Task brief »
Decide whether each statement below agrees with the passage on faith and reason. For each, answer yes or no and quote the deciding words of the passage.
1. Faith usually exists without arguments.
2. Proving the antecedent by confirming the consequent follows a basic rule of formal logic.
3. The visionary power can be reduced to the evidential case.

Text section »
I’m happy both that faith is reasonable and that it is not the result of reasoning; that it is both not contrary to human thought and that it calls for more than can be attained by thought. Arguments help, but faith usually exists without them, and it always calls for something more than they can provide.
There is an element of truth in the atheist critique that faith is belief without evidence. True, the sense of “evidence” is usually either undeveloped or so overly restricted as to be of no value (omitting testimonials, personal experience, historical argument, etc.). But there is still an element in the faith that we cannot simply set out in front of ourselves, and which does not follow from rational evidence making a conclusion. So faith must in some sense demand assent beyond what can be given in a rational, evidential case. What then?
There is one sense in which the advance of knowledge demands going beyond what can be given by the data or the evidence. Every hypothesis, guess, tinkering, working model or definition, idealization, counter-factual etc. anticipates data and commits us to taking up something as true for the sake of confirming it as true. But it’s not just that we anticipate data, we appear to be rationally flouting rules of reason. We seek to prove the antecedent by confirming the consequent. This is not a rational way of proceeding, so far as it violates a basic rule of formal logic, but it is nevertheless rational.
We can go further: it’s hard to see how we would ever get anywhere in reasoning if there was nothing more to it than following all the canons of formal logical reasoning in a mechanical or algorithmic way. How would we proceed before eliminating all possible logical options, look past irrelevant data, recognize and dismiss outlier cases, see patterns in messy data, hit on just the right test for some fact or the right metaphor to explain it etc.? There is a visionary power that lies behind reasoning, supports it, and clears the way for it. The visionary power can’t chop logic or explain itself, but it is most of all what counts as genius – more to the point, it is what makes the evidential case possible. Being prior to the evidential case, it can never be reduced to it. If anything, the evidential case is reduced to the visionary power.

Source material »

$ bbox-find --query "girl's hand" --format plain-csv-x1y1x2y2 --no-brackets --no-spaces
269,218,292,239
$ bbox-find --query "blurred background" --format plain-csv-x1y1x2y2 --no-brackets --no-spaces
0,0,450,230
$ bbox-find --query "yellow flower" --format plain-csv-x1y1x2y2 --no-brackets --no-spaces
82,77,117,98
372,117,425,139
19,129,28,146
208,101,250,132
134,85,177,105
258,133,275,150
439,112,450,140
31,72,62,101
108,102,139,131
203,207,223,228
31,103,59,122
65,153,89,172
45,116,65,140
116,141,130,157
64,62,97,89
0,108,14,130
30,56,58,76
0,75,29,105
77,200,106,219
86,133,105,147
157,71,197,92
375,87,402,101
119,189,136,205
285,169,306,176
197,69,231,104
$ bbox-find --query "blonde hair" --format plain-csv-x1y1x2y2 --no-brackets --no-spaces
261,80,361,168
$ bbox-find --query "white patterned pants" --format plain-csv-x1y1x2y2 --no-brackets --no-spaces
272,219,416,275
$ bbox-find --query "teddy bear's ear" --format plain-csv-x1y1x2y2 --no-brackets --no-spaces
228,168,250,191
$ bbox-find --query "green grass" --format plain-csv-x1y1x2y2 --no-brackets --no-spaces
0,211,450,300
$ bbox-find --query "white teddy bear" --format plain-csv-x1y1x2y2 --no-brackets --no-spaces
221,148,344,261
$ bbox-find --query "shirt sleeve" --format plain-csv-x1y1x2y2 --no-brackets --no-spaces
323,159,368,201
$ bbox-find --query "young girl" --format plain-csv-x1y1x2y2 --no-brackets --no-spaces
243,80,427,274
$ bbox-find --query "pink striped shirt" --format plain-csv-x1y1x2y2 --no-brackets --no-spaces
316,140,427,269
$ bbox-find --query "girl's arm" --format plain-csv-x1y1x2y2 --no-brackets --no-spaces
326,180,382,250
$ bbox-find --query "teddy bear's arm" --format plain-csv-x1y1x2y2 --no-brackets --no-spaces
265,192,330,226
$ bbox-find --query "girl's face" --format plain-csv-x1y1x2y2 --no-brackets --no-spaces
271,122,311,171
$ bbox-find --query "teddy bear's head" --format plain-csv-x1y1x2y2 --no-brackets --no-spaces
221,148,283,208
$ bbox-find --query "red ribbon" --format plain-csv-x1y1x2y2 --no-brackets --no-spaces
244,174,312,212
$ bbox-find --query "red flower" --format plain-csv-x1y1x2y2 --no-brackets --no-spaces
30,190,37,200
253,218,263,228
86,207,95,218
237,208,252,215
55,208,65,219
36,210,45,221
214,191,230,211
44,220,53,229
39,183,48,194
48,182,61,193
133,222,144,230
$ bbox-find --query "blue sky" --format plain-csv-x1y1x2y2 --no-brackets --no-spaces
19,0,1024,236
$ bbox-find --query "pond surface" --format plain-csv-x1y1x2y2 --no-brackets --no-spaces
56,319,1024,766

Answer for the task »
1. Yes: "faith usually exists without them"
2. No: "it violates a basic rule of formal logic"
3. No: "it can never be reduced to it"